• Passage
━━━

If very resistant to eating veggies you can withdraw insects altogether for several weeks so they end up eating the veggies out of hunger, but you need to be careful that the lizard is a good weight to start with and monitor its weight, you also have to be able to be strict enough that you dont give in and feed insects.


As well as this, locusts are not the best insect to feed as regular live feed, look at dubia roaches or crickets.
Locusts, morio worms, mealworms and regular "additional" type insects, so feed alongside the regularl live feed every other live feed or similar.

Waxworms are treat type feeds maybe once a month or two months.
A beardie that is raised badly will show issues like you are experiencing, poor diet, picky about what it will eat and stubborn to change.


----------



## Salazare Slytherin (Oct 21, 2009)

rex15 said:


> What about dandelion leaves is it best to grow them of pick them and wash or is there somewhere I can buy them?


You can collect them from the wild for free, just avoid road sides, and other peoples gardens.  

Feilds, Forests, parks, and even surrounding farm land you should be okay feeding, just give them a good rinse but honestly, even if there is bugs on them, highly improbable to hurt your dragon  

It is the same for the rest of listed foraged foods, if you are unsure of the identification of some, check out the tortoise care guides wild edible plant charts. If they can eat it, your dragon definitely can


----------



## Creed (Apr 2, 2014)

I tend to use this website: Plant Food for Tortoises - The Tortoise table I would recommend getting either a book about plant determination or using an app. There are dozens of species that you're able to feed, you only need to recognize them.

Books tend to work better than most apps (at least the ones I'm familiar with), but you should be able to determinate most plants without much problems either way.


----------

━━━

Object position labeling entries:
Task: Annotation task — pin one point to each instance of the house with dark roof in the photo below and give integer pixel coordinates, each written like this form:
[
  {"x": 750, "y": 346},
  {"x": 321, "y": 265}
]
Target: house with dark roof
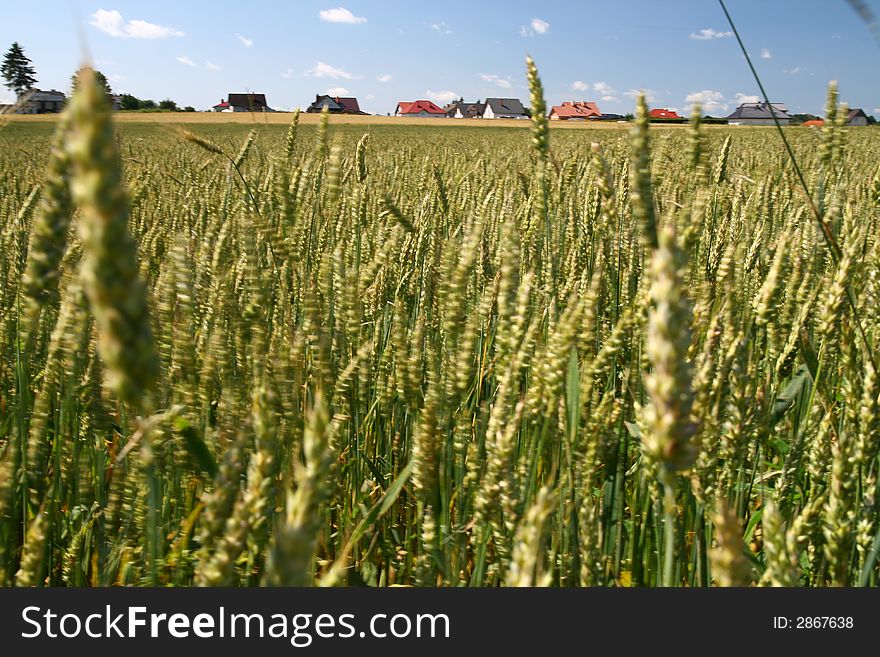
[
  {"x": 462, "y": 110},
  {"x": 857, "y": 117},
  {"x": 663, "y": 114},
  {"x": 334, "y": 105},
  {"x": 37, "y": 101},
  {"x": 504, "y": 108},
  {"x": 422, "y": 108},
  {"x": 246, "y": 102},
  {"x": 575, "y": 110},
  {"x": 759, "y": 114}
]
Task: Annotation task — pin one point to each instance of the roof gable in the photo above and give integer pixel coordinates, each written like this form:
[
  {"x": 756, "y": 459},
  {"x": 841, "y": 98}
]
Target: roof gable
[
  {"x": 760, "y": 111},
  {"x": 418, "y": 106},
  {"x": 509, "y": 106},
  {"x": 578, "y": 109},
  {"x": 250, "y": 101}
]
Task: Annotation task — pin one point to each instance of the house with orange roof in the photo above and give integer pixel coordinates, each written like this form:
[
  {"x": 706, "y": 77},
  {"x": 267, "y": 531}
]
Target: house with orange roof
[
  {"x": 419, "y": 108},
  {"x": 575, "y": 110},
  {"x": 663, "y": 114}
]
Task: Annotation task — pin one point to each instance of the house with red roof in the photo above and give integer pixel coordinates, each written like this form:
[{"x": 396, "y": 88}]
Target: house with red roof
[
  {"x": 663, "y": 114},
  {"x": 334, "y": 105},
  {"x": 575, "y": 110},
  {"x": 246, "y": 102},
  {"x": 419, "y": 108}
]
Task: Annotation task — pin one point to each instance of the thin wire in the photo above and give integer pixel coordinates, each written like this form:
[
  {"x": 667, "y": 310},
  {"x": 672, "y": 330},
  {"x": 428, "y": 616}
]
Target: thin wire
[{"x": 836, "y": 253}]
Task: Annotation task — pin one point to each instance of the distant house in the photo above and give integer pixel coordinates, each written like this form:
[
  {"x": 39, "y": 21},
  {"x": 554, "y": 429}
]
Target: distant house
[
  {"x": 504, "y": 108},
  {"x": 759, "y": 114},
  {"x": 243, "y": 103},
  {"x": 663, "y": 114},
  {"x": 857, "y": 117},
  {"x": 575, "y": 110},
  {"x": 462, "y": 110},
  {"x": 334, "y": 105},
  {"x": 424, "y": 108},
  {"x": 36, "y": 101}
]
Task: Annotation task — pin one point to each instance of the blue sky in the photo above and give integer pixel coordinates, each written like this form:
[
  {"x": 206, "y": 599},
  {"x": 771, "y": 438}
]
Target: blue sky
[{"x": 679, "y": 51}]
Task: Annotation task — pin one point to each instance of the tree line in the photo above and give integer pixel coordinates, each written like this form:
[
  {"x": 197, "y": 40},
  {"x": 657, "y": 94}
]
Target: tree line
[{"x": 20, "y": 76}]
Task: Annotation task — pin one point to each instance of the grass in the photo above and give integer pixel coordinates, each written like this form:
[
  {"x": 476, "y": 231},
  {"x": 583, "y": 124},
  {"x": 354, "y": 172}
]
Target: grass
[{"x": 439, "y": 356}]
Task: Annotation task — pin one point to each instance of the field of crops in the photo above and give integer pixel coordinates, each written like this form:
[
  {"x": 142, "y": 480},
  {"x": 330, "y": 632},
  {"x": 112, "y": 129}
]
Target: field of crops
[{"x": 387, "y": 355}]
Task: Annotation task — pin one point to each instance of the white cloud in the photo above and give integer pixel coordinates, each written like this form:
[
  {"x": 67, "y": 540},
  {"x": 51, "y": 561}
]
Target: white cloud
[
  {"x": 496, "y": 80},
  {"x": 604, "y": 88},
  {"x": 322, "y": 70},
  {"x": 340, "y": 15},
  {"x": 709, "y": 101},
  {"x": 441, "y": 28},
  {"x": 709, "y": 33},
  {"x": 442, "y": 97},
  {"x": 741, "y": 98},
  {"x": 111, "y": 22},
  {"x": 537, "y": 26}
]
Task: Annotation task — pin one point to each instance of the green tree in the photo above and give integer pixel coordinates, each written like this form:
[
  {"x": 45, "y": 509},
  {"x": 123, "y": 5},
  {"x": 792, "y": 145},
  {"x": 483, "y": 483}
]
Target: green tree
[
  {"x": 102, "y": 80},
  {"x": 17, "y": 70},
  {"x": 129, "y": 102}
]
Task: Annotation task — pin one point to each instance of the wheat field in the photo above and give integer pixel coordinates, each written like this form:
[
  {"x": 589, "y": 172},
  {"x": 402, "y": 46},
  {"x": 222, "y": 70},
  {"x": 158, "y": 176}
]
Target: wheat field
[{"x": 362, "y": 354}]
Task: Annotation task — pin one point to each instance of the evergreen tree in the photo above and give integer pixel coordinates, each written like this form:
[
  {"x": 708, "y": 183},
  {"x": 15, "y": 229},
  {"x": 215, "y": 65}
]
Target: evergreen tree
[{"x": 17, "y": 70}]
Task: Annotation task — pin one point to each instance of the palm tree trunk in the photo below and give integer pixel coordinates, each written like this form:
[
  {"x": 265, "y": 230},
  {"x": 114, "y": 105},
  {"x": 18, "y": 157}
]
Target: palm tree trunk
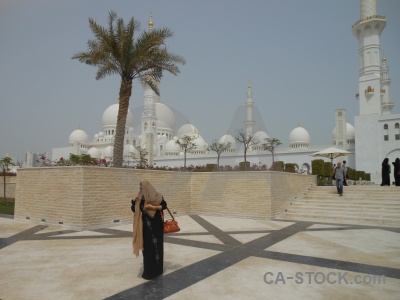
[
  {"x": 5, "y": 193},
  {"x": 124, "y": 96}
]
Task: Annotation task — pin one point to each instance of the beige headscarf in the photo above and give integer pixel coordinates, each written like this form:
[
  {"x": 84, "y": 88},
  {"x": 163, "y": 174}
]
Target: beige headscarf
[{"x": 151, "y": 196}]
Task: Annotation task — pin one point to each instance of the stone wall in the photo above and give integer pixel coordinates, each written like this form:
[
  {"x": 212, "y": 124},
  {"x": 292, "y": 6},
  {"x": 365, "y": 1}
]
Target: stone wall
[
  {"x": 10, "y": 186},
  {"x": 93, "y": 197}
]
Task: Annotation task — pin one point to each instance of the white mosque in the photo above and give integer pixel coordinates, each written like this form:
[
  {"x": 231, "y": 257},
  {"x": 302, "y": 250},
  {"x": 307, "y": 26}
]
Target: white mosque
[{"x": 375, "y": 135}]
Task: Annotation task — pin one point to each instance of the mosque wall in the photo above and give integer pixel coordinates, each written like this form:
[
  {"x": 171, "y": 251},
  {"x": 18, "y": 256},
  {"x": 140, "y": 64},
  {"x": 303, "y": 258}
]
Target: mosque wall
[{"x": 92, "y": 197}]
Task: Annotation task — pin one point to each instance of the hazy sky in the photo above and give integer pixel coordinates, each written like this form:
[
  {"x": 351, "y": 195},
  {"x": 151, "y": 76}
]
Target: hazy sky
[{"x": 299, "y": 55}]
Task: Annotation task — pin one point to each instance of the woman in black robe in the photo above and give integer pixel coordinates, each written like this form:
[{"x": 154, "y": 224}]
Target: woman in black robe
[
  {"x": 396, "y": 171},
  {"x": 385, "y": 172},
  {"x": 148, "y": 229}
]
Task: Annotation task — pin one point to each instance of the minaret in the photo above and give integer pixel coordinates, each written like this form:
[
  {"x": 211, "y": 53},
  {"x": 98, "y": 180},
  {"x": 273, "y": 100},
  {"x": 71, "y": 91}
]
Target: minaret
[
  {"x": 387, "y": 104},
  {"x": 149, "y": 117},
  {"x": 341, "y": 129},
  {"x": 249, "y": 123},
  {"x": 367, "y": 30}
]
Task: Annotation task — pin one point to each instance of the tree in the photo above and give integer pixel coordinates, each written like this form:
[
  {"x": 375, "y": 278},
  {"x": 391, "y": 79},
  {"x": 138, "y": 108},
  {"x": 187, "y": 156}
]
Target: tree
[
  {"x": 219, "y": 148},
  {"x": 186, "y": 144},
  {"x": 271, "y": 145},
  {"x": 247, "y": 140},
  {"x": 115, "y": 51},
  {"x": 5, "y": 164}
]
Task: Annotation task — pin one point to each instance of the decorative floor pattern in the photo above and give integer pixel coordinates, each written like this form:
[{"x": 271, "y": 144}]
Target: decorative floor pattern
[{"x": 210, "y": 257}]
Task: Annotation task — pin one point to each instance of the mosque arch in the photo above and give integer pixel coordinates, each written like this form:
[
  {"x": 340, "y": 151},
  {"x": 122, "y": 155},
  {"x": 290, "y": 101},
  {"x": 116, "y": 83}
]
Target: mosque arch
[{"x": 385, "y": 132}]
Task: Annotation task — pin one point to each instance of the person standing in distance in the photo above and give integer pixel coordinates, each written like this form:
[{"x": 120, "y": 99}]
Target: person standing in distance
[
  {"x": 345, "y": 173},
  {"x": 339, "y": 175}
]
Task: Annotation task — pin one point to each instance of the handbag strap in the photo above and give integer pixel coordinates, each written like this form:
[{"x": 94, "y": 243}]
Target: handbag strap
[{"x": 162, "y": 214}]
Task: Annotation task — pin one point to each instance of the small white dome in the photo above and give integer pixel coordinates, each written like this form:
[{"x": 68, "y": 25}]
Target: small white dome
[
  {"x": 165, "y": 116},
  {"x": 187, "y": 129},
  {"x": 94, "y": 152},
  {"x": 299, "y": 136},
  {"x": 261, "y": 136},
  {"x": 172, "y": 147},
  {"x": 78, "y": 135},
  {"x": 227, "y": 138},
  {"x": 129, "y": 150},
  {"x": 110, "y": 116},
  {"x": 108, "y": 151},
  {"x": 200, "y": 144}
]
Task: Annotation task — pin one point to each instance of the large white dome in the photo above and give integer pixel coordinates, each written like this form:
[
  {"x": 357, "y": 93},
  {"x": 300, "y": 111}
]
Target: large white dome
[
  {"x": 78, "y": 135},
  {"x": 110, "y": 116},
  {"x": 261, "y": 136},
  {"x": 187, "y": 129},
  {"x": 299, "y": 136},
  {"x": 171, "y": 147},
  {"x": 129, "y": 150},
  {"x": 94, "y": 152},
  {"x": 227, "y": 138},
  {"x": 108, "y": 151},
  {"x": 200, "y": 144},
  {"x": 165, "y": 116},
  {"x": 350, "y": 132}
]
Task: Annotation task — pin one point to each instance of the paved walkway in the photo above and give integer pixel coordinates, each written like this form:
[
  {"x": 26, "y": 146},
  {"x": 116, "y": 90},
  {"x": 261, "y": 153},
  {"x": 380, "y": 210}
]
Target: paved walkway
[{"x": 211, "y": 258}]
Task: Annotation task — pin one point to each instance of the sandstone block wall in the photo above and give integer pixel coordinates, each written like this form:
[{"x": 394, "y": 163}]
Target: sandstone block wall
[
  {"x": 10, "y": 186},
  {"x": 93, "y": 197}
]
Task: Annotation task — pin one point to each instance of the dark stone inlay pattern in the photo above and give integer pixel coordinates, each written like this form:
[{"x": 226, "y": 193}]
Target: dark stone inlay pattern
[{"x": 231, "y": 252}]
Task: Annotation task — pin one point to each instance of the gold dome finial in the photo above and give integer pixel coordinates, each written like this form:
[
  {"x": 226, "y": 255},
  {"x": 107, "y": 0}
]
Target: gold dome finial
[{"x": 151, "y": 22}]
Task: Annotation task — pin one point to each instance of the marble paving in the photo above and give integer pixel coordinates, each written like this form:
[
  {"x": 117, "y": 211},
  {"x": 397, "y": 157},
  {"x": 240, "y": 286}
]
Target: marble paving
[{"x": 212, "y": 257}]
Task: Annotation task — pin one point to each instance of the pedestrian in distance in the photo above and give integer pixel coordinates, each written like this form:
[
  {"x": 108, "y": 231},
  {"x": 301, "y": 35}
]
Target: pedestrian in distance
[
  {"x": 339, "y": 176},
  {"x": 396, "y": 171},
  {"x": 386, "y": 169},
  {"x": 345, "y": 173},
  {"x": 148, "y": 229}
]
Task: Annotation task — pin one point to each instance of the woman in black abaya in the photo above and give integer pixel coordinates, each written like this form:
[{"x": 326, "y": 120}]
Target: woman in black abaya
[
  {"x": 148, "y": 229},
  {"x": 385, "y": 172}
]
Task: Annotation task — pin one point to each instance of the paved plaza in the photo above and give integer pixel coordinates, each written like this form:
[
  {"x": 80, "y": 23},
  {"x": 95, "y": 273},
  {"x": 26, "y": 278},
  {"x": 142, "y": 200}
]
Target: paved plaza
[{"x": 211, "y": 258}]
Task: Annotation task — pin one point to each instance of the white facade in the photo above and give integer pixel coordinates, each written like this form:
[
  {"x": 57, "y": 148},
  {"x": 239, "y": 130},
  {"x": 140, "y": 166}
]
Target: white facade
[{"x": 375, "y": 135}]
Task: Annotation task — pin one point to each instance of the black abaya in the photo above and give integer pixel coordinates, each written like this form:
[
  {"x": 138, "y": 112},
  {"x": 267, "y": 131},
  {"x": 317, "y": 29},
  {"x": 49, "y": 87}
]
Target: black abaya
[{"x": 153, "y": 243}]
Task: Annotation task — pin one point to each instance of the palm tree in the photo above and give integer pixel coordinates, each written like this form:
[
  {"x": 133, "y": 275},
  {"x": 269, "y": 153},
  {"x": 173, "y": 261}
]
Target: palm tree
[
  {"x": 116, "y": 51},
  {"x": 219, "y": 148}
]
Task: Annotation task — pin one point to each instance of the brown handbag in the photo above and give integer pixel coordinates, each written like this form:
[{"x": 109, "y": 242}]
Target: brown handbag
[{"x": 170, "y": 225}]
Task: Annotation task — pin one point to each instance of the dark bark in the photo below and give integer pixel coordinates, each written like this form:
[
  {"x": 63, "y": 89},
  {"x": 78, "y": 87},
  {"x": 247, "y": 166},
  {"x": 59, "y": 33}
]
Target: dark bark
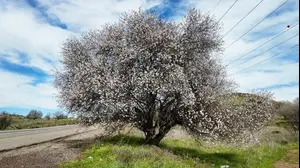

━━━

• Short task 1
Repeat the part of the feeding thread from "A beardie that" up to and including "can buy them?".
• Short task 2
Answer these questions from the feeding thread.
(a) How often are waxworms to be given?
(b) Which places should be avoided when collecting dandelion leaves from the wild?
(c) According to Creed, what tends to work better than most apps for identifying plants?
• Short task 3
Explain why the feeding thread suggests withdrawing insects for several weeks from a lizard that resists eating vegetables.
These entries are separate material from the feeding thread.

• Complete answer 1
A beardie that is raised badly will show issues like you are experiencing, poor diet, picky about what it will eat and stubborn to change.


----------



## Salazare Slytherin (Oct 21, 2009)

rex15 said:


> What about dandelion leaves is it best to grow them of pick them and wash or is there somewhere I can buy them?

• Complete answer 2
(a) Maybe once a month or once every two months, as a treat.
(b) Road sides and other people's gardens.
(c) Books.

• Complete answer 3
Without insects, the lizard ends up eating the vegetables out of hunger. This should only be done if the lizard is a good weight to start with. Its weight must be monitored, and the owner must be strict enough not to give in and feed insects.